Extract each line of the data and write it out again exactly.

[Dataset rows on where objects appear]

-- -- --

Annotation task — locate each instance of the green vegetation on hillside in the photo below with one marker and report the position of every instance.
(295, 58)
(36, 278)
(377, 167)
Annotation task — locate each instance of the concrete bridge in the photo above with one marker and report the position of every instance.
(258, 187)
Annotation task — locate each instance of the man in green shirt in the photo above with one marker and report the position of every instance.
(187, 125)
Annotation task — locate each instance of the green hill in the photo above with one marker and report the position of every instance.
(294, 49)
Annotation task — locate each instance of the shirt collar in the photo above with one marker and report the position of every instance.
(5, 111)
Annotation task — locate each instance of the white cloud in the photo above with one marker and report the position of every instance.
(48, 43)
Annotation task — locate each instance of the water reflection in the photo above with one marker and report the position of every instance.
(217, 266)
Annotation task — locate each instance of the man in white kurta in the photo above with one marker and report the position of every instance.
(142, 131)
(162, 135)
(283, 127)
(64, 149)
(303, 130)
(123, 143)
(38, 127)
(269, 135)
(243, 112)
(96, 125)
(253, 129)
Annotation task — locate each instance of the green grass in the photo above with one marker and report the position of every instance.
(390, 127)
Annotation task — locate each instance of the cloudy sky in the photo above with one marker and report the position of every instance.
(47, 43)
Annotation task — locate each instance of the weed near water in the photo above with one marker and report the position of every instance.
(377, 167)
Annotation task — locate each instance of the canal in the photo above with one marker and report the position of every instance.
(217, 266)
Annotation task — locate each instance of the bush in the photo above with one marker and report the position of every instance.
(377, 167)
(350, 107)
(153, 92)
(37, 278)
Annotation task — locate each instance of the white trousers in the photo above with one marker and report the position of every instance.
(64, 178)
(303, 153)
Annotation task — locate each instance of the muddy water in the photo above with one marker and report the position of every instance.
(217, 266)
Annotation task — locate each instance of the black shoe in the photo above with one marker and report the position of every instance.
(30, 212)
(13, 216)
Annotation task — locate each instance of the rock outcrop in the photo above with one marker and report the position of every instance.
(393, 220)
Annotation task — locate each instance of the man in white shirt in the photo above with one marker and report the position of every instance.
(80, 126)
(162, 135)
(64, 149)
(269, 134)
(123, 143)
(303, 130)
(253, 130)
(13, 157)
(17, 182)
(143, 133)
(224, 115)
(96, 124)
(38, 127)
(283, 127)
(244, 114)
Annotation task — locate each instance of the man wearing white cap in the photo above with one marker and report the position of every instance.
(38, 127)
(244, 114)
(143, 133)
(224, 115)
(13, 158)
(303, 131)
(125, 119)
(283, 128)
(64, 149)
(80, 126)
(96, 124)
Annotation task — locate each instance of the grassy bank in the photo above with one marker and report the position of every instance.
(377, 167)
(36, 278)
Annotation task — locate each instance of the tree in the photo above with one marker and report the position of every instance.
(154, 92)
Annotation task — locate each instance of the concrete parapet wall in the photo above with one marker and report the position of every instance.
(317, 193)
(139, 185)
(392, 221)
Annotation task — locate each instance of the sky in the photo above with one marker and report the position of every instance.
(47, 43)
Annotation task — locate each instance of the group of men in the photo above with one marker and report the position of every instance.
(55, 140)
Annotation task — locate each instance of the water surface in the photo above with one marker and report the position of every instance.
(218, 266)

-- -- --

[Output for this task]
Annotation task — locate each instance of the green vegetation on hillside in the photo below with one marker and report the position of every instance.
(295, 58)
(36, 278)
(377, 167)
Annotation task — locate each instance of the concrete bridge in the photo above with one marker and report the position of every instance.
(258, 187)
Annotation task — locate each instance of the man in green shirt in the photo above with one marker and report the position of every instance.
(187, 125)
Annotation task — locate each instance of the green hill in the photo above with one marker and report the position of every instance.
(294, 49)
Annotation task — locate each instance of the shirt collar in the photo above with one marker and report the position of every instance.
(5, 111)
Annotation task — locate each instance of the white cloud in the photo above with one marker and report the position of every instance.
(48, 43)
Annotation task — locate each instance of the water reflection in the photo above with one marker and report the position of every instance.
(217, 266)
Annotation task — locate each instance of the man in white kurta in the photo above with one marker and report the position of every instance.
(142, 131)
(162, 135)
(283, 127)
(64, 149)
(303, 130)
(123, 143)
(38, 127)
(269, 135)
(243, 112)
(96, 125)
(253, 129)
Annotation task — locate each instance of the green grass in the photo above with one marker and report the position of every instance.
(390, 127)
Annotation task — locate each instance of the cloudy sky in the photo above with one marker and report the position of every instance.
(47, 43)
Annotation task — locate each instance of the weed near water in the photo above with one marker and report the position of every instance.
(377, 167)
Annotation task — locate each instance of the canal in the photo above with one marker and report the position of every instance.
(217, 266)
Annotation task — locate each instance of the bush in the photo above with one marker and report the position of every instance.
(377, 167)
(350, 107)
(153, 92)
(37, 278)
Annotation task — locate each instance of the white trousers in the photo above with one marker and report the position of every instance.
(64, 178)
(303, 153)
Annotation task — locate each instance of the muddy water in the photo above with one marker and report the position of every instance.
(217, 266)
Annotation task — locate each instance of the black shoe in the photo above with one marker and report the position of every instance.
(30, 212)
(13, 216)
Annotation task — locate each instance of the rock outcrop in the photo above with one marker and report the position of every instance.
(393, 220)
Annotation task — locate each instance of the man in white shirt in the photo above with one marker and report the position of every instance.
(80, 126)
(162, 135)
(64, 149)
(269, 134)
(123, 143)
(303, 130)
(253, 130)
(13, 157)
(17, 182)
(143, 133)
(224, 115)
(96, 124)
(38, 127)
(283, 127)
(244, 114)
Annotation task — locate each instance of the man wearing white cap in the photo above with one marker and report the position of every instance.
(38, 127)
(244, 114)
(143, 133)
(224, 115)
(13, 158)
(303, 131)
(125, 119)
(283, 128)
(64, 149)
(80, 126)
(96, 124)
Annotation task — locate each instance of the grassy bank in the photo above with one marker and report the position of every instance.
(377, 167)
(36, 278)
Annotation task — locate each instance of the tree in the photo above with one marker and report the position of every instance.
(154, 92)
Annotation task — locate each instance of the concrete parapet wall in the photo above with one marker and report the position of every instance.
(317, 193)
(139, 185)
(392, 221)
Annotation task — locate each instance of the sky in the photo above with one marker and report the position of every instance.
(47, 43)
Annotation task — locate each instance of the group of men in the photo above with one marker and report the position of every instance.
(55, 140)
Annotation task — locate each instance of the water surface in the photo above with one marker and report the position of every instance.
(218, 266)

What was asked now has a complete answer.